WORK INSTRUCTIONS:
1. In the article on the coronavirus variant found in Pakistan, what reason does the NIH give for the ongoing need for guidelines, masks and vaccination?
2. Print everything in the article on the coronavirus variant in Pakistan from "The first-ever case" down to "Islamabad, the report said.".

The first-ever case of the highly infectious B.1.617 variant of coronavirus, first identified in India, has been detected in Pakistan despite a ban on travellers from the neighbouring country since April, the country’s top health institute here has said. The National Institute of Health (NIH) on Friday shared the results of whole-genome sequencing of SARS CoV-2 samples collected during the first three weeks of May 2021, The Express Tribune reported on Friday.
The sequencing results confirmed the detection of seven cases of B.1.351 [South African variant] and one case of B.1.617.2 [first identified in India]. This is the first in-country detection of the latter strain, the NIH said in a statement.
As per protocols, contact tracing of all the cases is in progress by the Field Epidemiology & Disease Surveillance Division and District Health Office (DHO), Islamabad, the report said.
The NIH said the continued detection of global strains highlighted the ongoing need for observation of guidelines, usage of masks and need for vaccination.
After India’s outbreak of COVID-19 fuelled by the new strain earlier this year, Pakistan in April imposed a ban on travellers arriving from the neighbouring country via the air, sea and land routes, he report said.
However, in May, the variant was detected in Thai travellers who had visited Pakistan, the report said.
Health authorities in Thailand had confirmed the country’s first cases of the variant first identified in India in a Thai woman and her 4-year-old son who were reportedly put in state quarantine since arriving from Pakistan, it said.
The World Health Organization (WHO) earlier said that the B.1.617 strain of coronavirus was found in dozens of countries all over the world.

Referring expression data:
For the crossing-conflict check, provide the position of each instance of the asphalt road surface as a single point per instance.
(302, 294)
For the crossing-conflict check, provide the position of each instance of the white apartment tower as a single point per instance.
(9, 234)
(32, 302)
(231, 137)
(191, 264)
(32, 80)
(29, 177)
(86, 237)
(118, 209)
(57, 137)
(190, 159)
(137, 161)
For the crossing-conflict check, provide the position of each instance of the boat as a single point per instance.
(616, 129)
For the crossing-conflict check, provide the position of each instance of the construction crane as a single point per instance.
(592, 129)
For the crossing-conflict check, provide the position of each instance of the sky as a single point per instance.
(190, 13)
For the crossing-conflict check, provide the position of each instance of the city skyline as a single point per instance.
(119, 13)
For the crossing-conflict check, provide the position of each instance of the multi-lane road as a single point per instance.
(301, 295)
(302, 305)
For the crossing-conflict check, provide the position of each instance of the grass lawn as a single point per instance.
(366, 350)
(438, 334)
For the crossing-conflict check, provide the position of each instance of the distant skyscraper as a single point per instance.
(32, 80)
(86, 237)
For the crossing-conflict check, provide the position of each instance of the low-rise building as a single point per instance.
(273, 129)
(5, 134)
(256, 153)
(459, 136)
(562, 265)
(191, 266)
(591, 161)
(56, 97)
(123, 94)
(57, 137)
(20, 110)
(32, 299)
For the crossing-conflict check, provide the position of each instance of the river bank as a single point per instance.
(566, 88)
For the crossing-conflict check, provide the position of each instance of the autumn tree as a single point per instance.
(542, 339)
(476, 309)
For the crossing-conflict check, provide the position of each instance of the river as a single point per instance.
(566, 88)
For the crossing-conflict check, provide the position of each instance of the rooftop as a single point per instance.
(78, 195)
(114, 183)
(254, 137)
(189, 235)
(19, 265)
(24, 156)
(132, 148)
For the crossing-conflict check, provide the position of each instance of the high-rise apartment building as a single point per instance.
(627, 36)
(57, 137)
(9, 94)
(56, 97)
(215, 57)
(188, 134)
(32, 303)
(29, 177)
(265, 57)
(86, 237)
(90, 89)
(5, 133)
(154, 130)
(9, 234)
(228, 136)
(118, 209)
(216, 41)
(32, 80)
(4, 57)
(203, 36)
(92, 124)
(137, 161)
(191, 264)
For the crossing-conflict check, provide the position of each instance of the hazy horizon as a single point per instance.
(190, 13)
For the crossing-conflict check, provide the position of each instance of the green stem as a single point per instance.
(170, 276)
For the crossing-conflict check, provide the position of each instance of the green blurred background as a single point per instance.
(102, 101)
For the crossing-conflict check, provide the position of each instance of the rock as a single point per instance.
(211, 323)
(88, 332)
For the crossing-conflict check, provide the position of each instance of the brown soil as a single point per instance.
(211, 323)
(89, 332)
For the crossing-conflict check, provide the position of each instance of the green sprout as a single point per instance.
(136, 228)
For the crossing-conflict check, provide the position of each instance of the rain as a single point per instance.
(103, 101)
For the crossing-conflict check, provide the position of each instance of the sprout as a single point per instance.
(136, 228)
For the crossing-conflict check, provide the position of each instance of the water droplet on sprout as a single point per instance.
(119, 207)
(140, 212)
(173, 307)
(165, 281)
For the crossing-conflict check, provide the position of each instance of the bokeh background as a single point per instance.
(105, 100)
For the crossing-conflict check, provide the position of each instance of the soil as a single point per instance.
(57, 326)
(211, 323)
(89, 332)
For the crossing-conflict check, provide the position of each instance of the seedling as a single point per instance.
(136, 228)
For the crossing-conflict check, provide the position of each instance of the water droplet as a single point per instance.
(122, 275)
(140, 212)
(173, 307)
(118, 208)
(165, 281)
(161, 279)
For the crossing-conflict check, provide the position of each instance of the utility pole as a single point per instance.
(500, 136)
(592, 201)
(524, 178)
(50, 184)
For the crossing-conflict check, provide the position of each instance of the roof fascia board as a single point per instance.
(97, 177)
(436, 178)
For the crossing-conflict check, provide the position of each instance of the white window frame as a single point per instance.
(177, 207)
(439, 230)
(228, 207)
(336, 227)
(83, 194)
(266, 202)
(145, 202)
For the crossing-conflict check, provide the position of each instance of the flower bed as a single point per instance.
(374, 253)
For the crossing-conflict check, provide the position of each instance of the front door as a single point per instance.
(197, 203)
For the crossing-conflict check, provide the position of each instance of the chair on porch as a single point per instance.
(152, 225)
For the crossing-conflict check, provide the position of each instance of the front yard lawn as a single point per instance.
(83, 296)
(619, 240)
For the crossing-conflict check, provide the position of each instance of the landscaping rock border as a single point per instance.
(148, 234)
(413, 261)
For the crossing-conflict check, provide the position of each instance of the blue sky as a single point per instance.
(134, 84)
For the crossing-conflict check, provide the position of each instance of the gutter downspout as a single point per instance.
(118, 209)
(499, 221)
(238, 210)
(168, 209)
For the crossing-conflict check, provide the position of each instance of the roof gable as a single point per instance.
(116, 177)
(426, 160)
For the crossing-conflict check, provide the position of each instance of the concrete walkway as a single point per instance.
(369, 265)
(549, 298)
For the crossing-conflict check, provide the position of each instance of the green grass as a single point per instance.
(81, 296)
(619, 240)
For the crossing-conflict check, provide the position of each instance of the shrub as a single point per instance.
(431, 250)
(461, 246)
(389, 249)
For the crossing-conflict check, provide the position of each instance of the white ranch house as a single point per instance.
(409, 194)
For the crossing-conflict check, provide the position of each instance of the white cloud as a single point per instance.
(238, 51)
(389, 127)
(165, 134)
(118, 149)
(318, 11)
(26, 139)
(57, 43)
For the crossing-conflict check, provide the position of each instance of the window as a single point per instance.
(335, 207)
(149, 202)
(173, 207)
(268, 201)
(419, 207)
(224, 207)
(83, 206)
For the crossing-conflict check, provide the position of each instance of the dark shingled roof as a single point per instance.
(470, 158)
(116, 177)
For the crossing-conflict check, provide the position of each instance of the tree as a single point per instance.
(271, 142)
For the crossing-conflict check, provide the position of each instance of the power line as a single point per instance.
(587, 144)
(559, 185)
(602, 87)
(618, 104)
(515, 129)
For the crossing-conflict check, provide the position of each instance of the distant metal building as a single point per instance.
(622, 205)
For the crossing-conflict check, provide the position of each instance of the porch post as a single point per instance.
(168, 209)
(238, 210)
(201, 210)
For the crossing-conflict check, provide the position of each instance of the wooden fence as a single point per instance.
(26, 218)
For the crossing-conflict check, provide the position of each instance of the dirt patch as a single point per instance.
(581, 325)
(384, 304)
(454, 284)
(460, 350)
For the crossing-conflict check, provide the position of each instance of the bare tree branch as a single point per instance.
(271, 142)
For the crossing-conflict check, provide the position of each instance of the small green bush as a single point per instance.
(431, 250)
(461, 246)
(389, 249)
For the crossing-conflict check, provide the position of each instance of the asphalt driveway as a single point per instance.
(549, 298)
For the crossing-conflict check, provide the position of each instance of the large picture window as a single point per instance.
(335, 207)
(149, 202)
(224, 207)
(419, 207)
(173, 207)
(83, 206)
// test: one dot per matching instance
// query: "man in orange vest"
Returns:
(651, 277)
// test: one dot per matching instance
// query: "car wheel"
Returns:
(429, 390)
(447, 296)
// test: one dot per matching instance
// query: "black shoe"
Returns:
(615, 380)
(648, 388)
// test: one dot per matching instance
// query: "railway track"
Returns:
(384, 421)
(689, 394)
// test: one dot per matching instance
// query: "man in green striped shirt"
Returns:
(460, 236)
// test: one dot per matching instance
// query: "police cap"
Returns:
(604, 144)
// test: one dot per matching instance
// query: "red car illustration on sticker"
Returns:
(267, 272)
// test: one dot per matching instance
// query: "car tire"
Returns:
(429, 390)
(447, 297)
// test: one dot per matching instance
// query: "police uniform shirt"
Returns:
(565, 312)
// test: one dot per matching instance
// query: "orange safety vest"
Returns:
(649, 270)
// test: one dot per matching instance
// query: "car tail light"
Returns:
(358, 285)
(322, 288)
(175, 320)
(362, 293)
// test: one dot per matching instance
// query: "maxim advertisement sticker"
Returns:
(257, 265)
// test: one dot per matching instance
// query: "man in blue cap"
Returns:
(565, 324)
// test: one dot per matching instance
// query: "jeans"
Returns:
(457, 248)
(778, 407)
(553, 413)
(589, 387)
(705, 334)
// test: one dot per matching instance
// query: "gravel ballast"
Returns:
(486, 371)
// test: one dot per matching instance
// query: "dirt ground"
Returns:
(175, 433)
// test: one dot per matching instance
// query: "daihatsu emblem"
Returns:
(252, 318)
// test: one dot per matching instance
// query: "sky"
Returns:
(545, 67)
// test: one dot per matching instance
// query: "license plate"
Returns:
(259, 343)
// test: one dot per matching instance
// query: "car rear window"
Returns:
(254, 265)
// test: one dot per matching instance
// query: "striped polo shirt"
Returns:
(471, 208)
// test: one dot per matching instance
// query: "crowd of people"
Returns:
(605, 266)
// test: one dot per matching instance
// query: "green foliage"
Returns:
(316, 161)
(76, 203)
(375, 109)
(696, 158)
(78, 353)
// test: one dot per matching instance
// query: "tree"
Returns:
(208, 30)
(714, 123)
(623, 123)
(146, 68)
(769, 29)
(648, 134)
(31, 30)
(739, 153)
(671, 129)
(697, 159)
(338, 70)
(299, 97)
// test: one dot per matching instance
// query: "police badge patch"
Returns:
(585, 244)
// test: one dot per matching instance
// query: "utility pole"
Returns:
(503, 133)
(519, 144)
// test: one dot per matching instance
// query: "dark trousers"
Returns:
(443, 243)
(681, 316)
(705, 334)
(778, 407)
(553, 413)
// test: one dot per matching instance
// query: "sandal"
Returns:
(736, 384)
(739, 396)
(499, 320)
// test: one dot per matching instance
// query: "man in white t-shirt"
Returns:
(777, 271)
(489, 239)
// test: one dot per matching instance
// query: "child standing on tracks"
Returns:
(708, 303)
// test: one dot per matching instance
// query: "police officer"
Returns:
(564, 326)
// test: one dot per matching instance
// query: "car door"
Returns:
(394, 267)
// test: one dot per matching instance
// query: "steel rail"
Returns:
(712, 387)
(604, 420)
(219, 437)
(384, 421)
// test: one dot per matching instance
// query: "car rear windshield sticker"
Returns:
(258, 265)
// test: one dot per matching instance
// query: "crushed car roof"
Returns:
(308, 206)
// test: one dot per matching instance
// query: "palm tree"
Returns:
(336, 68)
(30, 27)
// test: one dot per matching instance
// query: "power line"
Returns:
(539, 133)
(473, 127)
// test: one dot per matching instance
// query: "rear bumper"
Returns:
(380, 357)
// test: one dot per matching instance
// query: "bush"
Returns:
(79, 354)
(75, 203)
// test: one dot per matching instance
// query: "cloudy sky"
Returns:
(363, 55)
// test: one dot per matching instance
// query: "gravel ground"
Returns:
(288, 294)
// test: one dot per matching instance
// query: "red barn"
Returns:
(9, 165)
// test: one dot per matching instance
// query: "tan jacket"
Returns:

ANSWERS TO EACH TASK:
1. The NIH says the continued detection of global strains highlights the ongoing need to observe guidelines, use masks and get vaccinated.

2.
The first-ever case of the highly infectious B.1.617 variant of coronavirus, first identified in India, has been detected in Pakistan despite a ban on travellers from the neighbouring country since April, the country’s top health institute here has said. The National Institute of Health (NIH) on Friday shared the results of whole-genome sequencing of SARS CoV-2 samples collected during the first three weeks of May 2021, The Express Tribune reported on Friday.
The sequencing results confirmed the detection of seven cases of B.1.351 [South African variant] and one case of B.1.617.2 [first identified in India]. This is the first in-country detection of the latter strain, the NIH said in a statement.
As per protocols, contact tracing of all the cases is in progress by the Field Epidemiology & Disease Surveillance Division and District Health Office (DHO), Islamabad, the report said.